**QUOTED PASSAGE**

I’ve been writing about my early experiences in the association world. Last week I focused on the importance of saying yes to opportunity. But what happens when your own enthusiasm lands you in a painful place. Sometimes you just have to take a deep breath and bite the bullet.
I was a starry-eyed new graduate with a degree from Valparaiso University in my hand and a burning desire to change the world in my heart. My goal was to some day be an executive director for a non-profit. I quickly realized that the climb to the corner office might be steep. After struggling to live on $14,000 a year and manage a schedule that had me running 24/7, I crossed over to the dark side and took a job with Panasonic. It was great to have some money in my pocket. I liked my boss and the work was interesting, but I knew I had sold out. I couldn’t leave my vision behind; I doggedly continued my search for non-profit nirvana.
My break came when I landed a job in the Communications Department at the American Association of Neurological Surgeons. I’m not sure what I expected, but the transition from a sleek corporate office to a specialty medical association was like a downgrade from the Ritz to Motel 6. The technology was a luddite’s dream. We produced the newsletter on a printing press. The creature comforts matched our humble equipment. A puddle of water, from leaky pipes, typically greeted visitors to the women’s restroom. Work was not my salvation. I wasn’t managing disaster relief or feeding the homeless, I was typing, filing and writing an occasional, barely-newsworthy press release.
I called my former boss at Panasonic and tearfully begged him for my old job. I’ll never forget that conversation. He said, “Sherry, you’ve wanted to work at a non-profit since I first met you. Give it 30 days. If you still hate it, you can come back, but only as a sales engineer.” It was a terrific offer. I’d get a company car and a big raise. But sales engineers had to master highly technical information, and I wasn’t sure I was prepared. I sweated out my 30 day sentence, praying that an answer to my dilemma would be revealed.
A glimmer of hope came when a colleague recognized my budding interest in technology (I was the only other person in the office who knew how to use a PC.) and made me an offer I couldn’t refuse. He proposed that we work together to build the association’s first website. I wasn’t sure exactly what I had signed up for. But it sounded exciting. At 5 o’clock I went straight to Barnes and Noble and bought as many books on HTML as my paycheck would allow.

**DATA SHOWN**
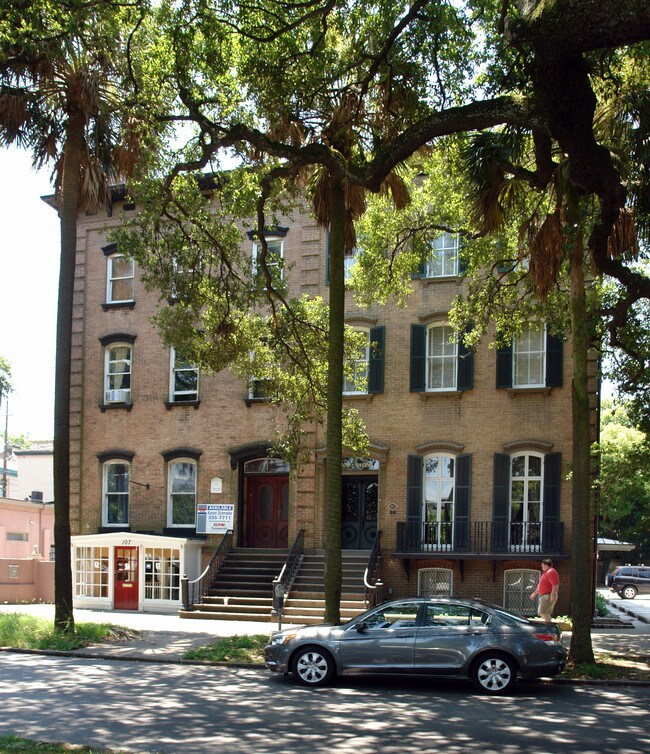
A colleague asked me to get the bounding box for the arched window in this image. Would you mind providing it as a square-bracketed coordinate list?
[422, 454, 456, 552]
[510, 453, 544, 552]
[102, 458, 131, 526]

**TASK DESCRIPTION**
List every institution, company, or business named in the account of an early career in the association world. Work only from the text itself when responding.

**EXERCISE OUTPUT**
Valparaiso University, Panasonic, the American Association of Neurological Surgeons, the Ritz, Motel 6, Barnes and Noble